Input.
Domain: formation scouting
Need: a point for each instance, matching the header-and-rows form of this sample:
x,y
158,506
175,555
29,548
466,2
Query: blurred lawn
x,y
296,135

Written exercise.
Return every line of the item above unchanged and in the same order.

Written response.
Domain: formation scouting
Need: a point for each instance, matching the header-and-rows form of this sample:
x,y
158,506
175,555
29,548
466,2
Query: blurred lawn
x,y
296,135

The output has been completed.